Consignas de trabajo >>
[1] Responde estas preguntas según el texto sobre la crisis política chilena:
(a) ¿Qué autor se cita al describir los escenarios post-crisis?
(b) ¿Qué umbral supera la nota promedio de Sebastián Piñera?
(c) ¿Con qué presidente disputaba Piñera el primer lugar en la evaluación de expresidentes?
[2] Repite sin cambios el pasaje del texto sobre la crisis política chilena que va desde "La evaluación histórica" hasta "en muchos años.".
[3] Prosigue el texto sobre la crisis política chilena a partir de su última oración.

Es una señal de avance de crisis. Es decir, no estamos en camino de salida, sino que seguimos entrando. Al eje tradicional de la política (izquierda y derecha), se había sumado un eje que ponía en duda las mieles del institucionalismo chileno. Eso ya era una crisis de sentido de gran tamaño.

Pero surge ahora un tercer eje que puede ser interpretado como una dimensión de orden ejecutivo, que organiza las preferencias ciudadanas en torno a la capacidad de ejercer mando, asegurar eficiencia operativa y garantizar funcionamiento del Estado, en contraste con liderazgos asociados a proyectos transformadores, altamente normativos y poco ejecutivos. Es el eje que dio vida a la restauración.

Desde el punto de vista teórico, la emergencia de este eje es coherente con escenarios post-crisis descritos por Dobry: ante la fatiga transformacional y la prolongación de la crisis, la demanda ciudadana se desplaza desde la deliberación y el cambio hacia criterios funcionales de control y gestión. Este fenómeno no responde a una orientación ideológica específica, sino a una búsqueda de estabilidad mínima en contextos de incertidumbre persistente.

La evaluación histórica de los presidentes muestra un resultado particularmente ilustrativo del rebote cultural: la revalorización de Sebastián Piñera, quien obtiene la nota promedio más alta entre todos los mandatarios evaluados, superando incluso el umbral de 5,2, algo inédito en muchos años.

Piñera, luego de disputar el primer lugar desde hace unos meses con el presidente Aylwin en la evaluación de expresidentes, se despega del resto y toma el primer lugar.

Sin embargo, el análisis detallado de los datos sugiere que esta valoración no se explica por su rol político, sino por su resignificación como símbolo de mérito económico, eficiencia y éxito empresarial.

Material proporcionado >>

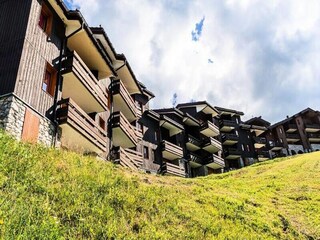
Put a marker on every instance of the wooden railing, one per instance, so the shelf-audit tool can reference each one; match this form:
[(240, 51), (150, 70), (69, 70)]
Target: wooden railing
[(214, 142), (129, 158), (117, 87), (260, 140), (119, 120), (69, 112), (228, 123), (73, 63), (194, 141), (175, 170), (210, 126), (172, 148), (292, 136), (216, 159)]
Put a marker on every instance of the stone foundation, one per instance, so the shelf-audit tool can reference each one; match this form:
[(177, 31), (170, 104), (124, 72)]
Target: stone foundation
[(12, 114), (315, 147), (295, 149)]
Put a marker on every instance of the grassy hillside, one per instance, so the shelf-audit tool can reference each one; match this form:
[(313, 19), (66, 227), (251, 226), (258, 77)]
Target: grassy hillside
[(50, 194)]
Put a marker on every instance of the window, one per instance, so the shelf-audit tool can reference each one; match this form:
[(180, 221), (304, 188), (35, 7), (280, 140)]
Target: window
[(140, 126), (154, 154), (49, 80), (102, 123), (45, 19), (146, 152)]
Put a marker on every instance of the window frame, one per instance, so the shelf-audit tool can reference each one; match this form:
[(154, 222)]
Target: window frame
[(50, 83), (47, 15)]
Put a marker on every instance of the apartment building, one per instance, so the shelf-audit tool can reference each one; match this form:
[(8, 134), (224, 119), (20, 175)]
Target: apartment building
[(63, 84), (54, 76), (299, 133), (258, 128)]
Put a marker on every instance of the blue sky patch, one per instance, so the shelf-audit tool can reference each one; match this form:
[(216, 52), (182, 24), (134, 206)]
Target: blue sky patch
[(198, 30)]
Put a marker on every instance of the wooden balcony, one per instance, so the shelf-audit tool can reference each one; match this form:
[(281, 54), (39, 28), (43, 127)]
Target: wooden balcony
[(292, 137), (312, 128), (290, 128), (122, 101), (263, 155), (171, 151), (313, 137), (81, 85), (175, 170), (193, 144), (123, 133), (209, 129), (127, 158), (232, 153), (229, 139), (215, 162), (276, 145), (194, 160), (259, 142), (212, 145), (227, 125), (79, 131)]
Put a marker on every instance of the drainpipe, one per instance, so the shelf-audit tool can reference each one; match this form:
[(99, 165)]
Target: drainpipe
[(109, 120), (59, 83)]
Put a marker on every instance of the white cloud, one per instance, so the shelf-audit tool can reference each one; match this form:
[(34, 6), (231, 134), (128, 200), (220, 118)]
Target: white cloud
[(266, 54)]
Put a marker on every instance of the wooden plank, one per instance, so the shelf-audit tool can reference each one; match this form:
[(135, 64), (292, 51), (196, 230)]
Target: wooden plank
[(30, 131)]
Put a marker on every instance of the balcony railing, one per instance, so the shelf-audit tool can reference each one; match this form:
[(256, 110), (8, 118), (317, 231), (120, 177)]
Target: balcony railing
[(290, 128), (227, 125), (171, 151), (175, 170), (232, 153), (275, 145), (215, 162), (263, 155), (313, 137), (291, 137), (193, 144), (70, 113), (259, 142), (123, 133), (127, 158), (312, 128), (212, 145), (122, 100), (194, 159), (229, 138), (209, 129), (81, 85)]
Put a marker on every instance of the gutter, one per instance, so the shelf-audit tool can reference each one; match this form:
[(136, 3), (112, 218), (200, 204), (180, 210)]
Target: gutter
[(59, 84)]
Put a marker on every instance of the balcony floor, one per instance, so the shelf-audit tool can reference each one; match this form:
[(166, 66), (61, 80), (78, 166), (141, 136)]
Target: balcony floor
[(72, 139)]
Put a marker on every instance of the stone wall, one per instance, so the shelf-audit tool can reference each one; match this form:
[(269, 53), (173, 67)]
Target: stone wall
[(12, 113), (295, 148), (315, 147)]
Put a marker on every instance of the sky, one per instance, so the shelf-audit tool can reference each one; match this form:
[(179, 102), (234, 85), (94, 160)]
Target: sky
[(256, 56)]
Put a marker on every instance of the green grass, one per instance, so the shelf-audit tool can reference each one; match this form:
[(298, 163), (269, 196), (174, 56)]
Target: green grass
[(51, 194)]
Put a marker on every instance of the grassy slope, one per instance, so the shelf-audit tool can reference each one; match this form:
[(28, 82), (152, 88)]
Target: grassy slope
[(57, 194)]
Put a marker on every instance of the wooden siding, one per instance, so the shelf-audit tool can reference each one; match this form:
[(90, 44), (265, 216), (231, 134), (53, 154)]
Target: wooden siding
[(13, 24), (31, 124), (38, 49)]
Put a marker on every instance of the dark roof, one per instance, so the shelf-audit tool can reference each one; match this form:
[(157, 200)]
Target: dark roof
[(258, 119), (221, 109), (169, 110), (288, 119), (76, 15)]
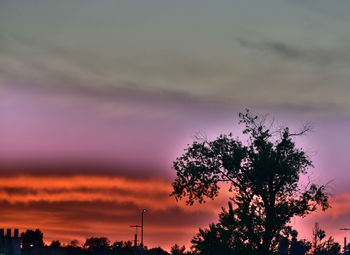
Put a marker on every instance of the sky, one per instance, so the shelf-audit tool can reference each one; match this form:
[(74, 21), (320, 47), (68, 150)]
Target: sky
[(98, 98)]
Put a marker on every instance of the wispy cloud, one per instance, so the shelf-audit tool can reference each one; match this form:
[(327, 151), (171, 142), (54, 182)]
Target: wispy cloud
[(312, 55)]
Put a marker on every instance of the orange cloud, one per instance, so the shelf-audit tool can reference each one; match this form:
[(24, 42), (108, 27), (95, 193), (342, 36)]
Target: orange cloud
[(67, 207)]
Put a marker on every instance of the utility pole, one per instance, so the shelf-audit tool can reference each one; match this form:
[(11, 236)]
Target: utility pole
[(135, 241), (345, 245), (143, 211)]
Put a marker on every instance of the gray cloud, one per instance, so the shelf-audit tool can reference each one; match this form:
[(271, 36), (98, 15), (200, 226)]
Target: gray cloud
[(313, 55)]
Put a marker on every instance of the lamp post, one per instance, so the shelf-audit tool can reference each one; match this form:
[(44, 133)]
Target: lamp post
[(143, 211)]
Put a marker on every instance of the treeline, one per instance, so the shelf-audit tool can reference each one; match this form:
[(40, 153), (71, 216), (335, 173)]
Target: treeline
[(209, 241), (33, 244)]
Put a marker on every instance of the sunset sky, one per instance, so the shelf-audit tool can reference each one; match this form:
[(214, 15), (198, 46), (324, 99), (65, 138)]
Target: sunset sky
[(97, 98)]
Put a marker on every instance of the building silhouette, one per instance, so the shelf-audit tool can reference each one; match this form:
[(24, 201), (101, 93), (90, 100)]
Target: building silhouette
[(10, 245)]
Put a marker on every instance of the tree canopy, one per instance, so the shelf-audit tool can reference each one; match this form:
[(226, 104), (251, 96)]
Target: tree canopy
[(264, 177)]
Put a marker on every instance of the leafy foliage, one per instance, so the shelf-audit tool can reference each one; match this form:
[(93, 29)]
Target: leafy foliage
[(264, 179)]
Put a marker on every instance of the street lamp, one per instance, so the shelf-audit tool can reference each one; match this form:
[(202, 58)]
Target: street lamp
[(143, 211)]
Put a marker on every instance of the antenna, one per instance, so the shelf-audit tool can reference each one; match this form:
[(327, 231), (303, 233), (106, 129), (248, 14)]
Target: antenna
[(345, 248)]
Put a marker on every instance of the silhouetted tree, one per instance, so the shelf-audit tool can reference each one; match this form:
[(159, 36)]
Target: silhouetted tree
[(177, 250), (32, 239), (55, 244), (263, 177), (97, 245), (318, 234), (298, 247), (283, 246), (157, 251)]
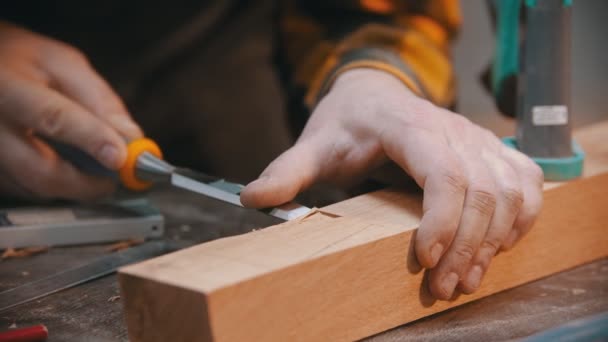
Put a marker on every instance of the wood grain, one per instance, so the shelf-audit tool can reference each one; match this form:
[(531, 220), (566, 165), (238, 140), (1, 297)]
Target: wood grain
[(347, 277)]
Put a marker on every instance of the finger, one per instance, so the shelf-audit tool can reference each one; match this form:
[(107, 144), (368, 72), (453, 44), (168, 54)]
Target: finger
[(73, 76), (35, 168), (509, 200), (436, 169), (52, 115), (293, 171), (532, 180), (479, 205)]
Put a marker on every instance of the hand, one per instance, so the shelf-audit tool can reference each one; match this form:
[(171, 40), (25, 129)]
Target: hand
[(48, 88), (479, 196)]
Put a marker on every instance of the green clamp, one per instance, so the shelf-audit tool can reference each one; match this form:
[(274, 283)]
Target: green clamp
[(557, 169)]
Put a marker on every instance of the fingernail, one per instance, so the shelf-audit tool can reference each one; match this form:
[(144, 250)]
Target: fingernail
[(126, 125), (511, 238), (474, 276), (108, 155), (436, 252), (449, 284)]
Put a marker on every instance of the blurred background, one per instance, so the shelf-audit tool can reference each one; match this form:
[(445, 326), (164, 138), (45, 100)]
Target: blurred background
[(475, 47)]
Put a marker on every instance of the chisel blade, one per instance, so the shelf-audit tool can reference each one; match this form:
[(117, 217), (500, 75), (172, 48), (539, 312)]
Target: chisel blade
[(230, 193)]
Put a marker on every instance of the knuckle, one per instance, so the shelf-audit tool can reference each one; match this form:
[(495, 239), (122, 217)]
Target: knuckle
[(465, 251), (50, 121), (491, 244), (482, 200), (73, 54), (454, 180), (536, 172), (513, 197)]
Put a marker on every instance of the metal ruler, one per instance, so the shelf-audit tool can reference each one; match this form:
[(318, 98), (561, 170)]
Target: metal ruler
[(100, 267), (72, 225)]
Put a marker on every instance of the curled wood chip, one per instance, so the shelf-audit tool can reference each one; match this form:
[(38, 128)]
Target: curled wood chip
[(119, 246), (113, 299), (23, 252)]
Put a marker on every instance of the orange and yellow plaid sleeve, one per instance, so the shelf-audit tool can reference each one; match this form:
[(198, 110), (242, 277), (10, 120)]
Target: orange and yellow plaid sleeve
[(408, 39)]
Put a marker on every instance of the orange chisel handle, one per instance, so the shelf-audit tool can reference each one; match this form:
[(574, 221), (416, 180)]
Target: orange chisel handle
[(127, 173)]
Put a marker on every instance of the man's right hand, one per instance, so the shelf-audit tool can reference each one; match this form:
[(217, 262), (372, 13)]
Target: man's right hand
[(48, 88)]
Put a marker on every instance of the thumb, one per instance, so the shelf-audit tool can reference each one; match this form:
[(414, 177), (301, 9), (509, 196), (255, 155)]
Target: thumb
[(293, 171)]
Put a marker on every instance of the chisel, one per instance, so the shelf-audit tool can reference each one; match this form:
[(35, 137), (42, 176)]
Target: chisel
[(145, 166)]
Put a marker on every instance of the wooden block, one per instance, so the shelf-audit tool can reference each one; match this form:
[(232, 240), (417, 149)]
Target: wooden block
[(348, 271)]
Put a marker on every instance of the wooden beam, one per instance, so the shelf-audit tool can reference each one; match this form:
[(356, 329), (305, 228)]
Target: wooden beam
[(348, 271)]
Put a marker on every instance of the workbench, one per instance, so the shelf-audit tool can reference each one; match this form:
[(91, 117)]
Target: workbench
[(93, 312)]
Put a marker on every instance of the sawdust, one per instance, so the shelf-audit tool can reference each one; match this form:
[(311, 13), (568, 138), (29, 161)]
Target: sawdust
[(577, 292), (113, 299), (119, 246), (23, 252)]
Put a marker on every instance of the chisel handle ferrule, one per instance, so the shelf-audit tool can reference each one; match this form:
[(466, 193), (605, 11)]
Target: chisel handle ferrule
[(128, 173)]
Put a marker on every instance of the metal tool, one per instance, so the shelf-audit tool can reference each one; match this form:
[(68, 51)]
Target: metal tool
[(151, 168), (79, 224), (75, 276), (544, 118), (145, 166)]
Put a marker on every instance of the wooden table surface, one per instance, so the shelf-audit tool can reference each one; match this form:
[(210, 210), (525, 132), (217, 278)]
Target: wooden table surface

Respuestas al ejercicio >>
[1]
(a) Dobry.
(b) El umbral de 5,2.
(c) Con el presidente Aylwin.

[2]
La evaluación histórica de los presidentes muestra un resultado particularmente ilustrativo del rebote cultural: la revalorización de Sebastián Piñera, quien obtiene la nota promedio más alta entre todos los mandatarios evaluados, superando incluso el umbral de 5,2, algo inédito en muchos años.

[3]
La encuesta y los estudios cualitativos que hemos realizado permiten distinguir entre el Piñera político —asociado a la transición y al liberalismo institucional— y el Piñera empresario, que emerge como figura moral de la nueva legitimidad económica.

Este resultado refuerza una tesis central: el retorno del modelo no se produce como restauración institucional, sino como empresarialización simbólica del orden social, donde el éxito económico individual sustituye al proyecto político colectivo como fuente de legitimidad. Nuestros datos muestran que el crecimiento de Parisi (y el triunfo de Kast) está asociado a una fórmula que es la siguiente:

Parisi y Kast = Piñera empresario – Piñera político

¿Y la izquierda?

En la izquierda la crisis será muy importante. La caída del muro logró ser internalizada con las formas europeas de desarrollo socialdemócrata.

Pero la deriva de las últimas décadas hacia la política identitaria y la omisión de toda propuesta relevante sobre economía y derecho supone una crisis política del sector muy profunda.

A la izquierda clásica del siglo XX se le cayó el muro en 1989. A la nueva izquierda ni siquiera se le cayó el muro porque no lo habían construido.